Rewrite the records below as a two-column CSV with the columns request and answer, one row per request. Put each request's text and its answer in a single quoted field, with line breaks replaced by spaces.
## Begin DATA ROWS
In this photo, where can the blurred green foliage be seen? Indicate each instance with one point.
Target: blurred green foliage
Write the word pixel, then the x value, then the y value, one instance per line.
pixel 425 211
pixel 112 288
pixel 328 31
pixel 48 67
## End DATA ROWS
**RESPONSE TO THE EXERCISE**.
request,answer
"In this photo, where can the blurred green foliage be seen? Indicate each instance with one point. Target: blurred green foliage Write the word pixel, then the x value, then the y value, one instance per line.","pixel 425 211 pixel 112 288 pixel 328 31 pixel 48 67"